▸ **STATED TASK**: Copy exactly the last part of the entries, starting from the line with "Every instance of the ant middle" and including the final line.

Start of SOURCE DATA

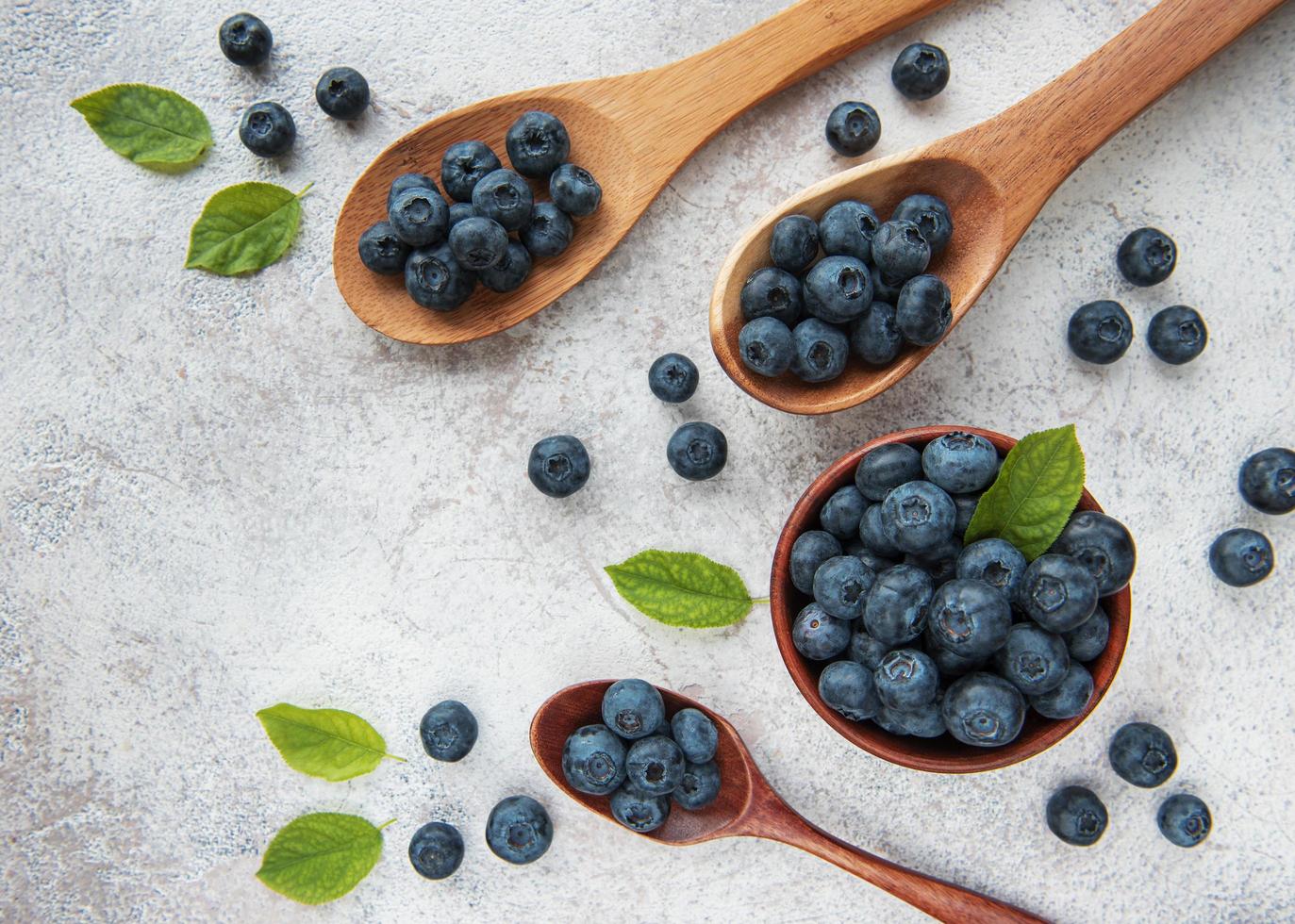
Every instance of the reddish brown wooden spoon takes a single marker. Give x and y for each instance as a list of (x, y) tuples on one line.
[(747, 806)]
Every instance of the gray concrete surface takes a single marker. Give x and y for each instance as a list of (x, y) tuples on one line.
[(218, 495)]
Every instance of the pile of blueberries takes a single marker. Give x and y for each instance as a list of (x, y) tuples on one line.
[(869, 294), (444, 250), (644, 760), (518, 829), (927, 636), (267, 128)]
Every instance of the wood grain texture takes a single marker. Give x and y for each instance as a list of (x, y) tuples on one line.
[(632, 132), (995, 176), (749, 806), (934, 754)]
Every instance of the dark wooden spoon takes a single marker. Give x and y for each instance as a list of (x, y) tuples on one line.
[(747, 806)]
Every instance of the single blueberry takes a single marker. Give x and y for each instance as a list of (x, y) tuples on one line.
[(558, 465), (538, 144), (1146, 256), (854, 128), (672, 378), (1241, 556), (1100, 332)]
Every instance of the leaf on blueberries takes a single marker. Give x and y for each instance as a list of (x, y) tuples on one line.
[(1035, 493), (243, 228), (328, 743), (152, 125), (681, 587), (320, 857)]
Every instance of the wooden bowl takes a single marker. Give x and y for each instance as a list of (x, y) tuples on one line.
[(943, 753)]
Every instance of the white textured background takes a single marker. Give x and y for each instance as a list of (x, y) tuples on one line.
[(216, 495)]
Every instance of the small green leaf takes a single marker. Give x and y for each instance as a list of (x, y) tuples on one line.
[(681, 587), (1035, 493), (152, 125), (243, 228), (325, 743), (320, 857)]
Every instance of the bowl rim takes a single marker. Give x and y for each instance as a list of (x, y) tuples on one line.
[(939, 754)]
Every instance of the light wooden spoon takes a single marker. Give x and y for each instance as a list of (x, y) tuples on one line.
[(995, 176), (747, 806), (632, 132)]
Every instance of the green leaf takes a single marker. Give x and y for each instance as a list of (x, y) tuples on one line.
[(1035, 493), (149, 124), (325, 743), (681, 587), (320, 857), (243, 228)]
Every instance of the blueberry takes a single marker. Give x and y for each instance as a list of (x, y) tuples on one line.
[(382, 251), (1184, 819), (1076, 816), (510, 272), (697, 452), (420, 216), (1241, 556), (342, 93), (478, 243), (448, 732), (766, 346), (698, 787), (632, 708), (1267, 480), (436, 280), (919, 517), (503, 195), (820, 351), (931, 216), (1176, 334), (849, 687), (538, 144), (436, 850), (847, 229), (462, 167), (906, 680), (558, 465), (838, 289), (1146, 256), (245, 41), (1142, 754), (993, 561), (885, 468), (794, 243), (898, 604), (1069, 698), (518, 830), (1103, 545), (1057, 591), (695, 735), (573, 190), (672, 378), (1100, 332), (843, 511), (854, 128), (819, 635), (267, 129), (593, 760), (921, 72), (639, 812), (968, 618), (549, 231), (771, 292), (840, 586), (983, 709), (808, 552)]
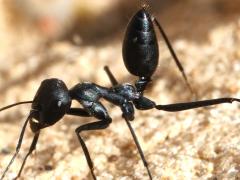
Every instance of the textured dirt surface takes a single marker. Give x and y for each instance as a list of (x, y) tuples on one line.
[(194, 144)]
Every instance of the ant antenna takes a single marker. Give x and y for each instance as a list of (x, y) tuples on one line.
[(20, 138), (15, 104), (110, 76), (145, 4)]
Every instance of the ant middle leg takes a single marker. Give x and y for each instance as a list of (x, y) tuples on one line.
[(98, 111)]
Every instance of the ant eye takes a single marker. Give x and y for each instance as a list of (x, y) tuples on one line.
[(59, 103)]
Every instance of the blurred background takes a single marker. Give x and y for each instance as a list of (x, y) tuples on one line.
[(73, 39)]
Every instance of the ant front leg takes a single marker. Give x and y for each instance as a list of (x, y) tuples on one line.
[(98, 111), (31, 149)]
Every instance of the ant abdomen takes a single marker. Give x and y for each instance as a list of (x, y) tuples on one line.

End of SOURCE DATA

▸ **EXPECTED OUTPUT**:
Every instance of the ant middle leg takes a single marker. Give x and y for each instance as a list of (x, y) tuples on one line.
[(98, 111)]
Every instance of the ant eye takes a single marker. Give x and y for each instance as a list of (x, y) tuples on one line.
[(59, 103)]
Every instance of the blurred background takes a single marker. Give x and y for each instance as a list of (x, y) tuples on one line.
[(73, 39)]
Every instance of the ant front leg takes a single marker. Give x and y for each instance as a list of (x, y) tuples on one line.
[(98, 111), (31, 149)]
Every instance of the ant abdomen takes a single marker. Give x and y for each instance as a list of (x, y) tuples on one line.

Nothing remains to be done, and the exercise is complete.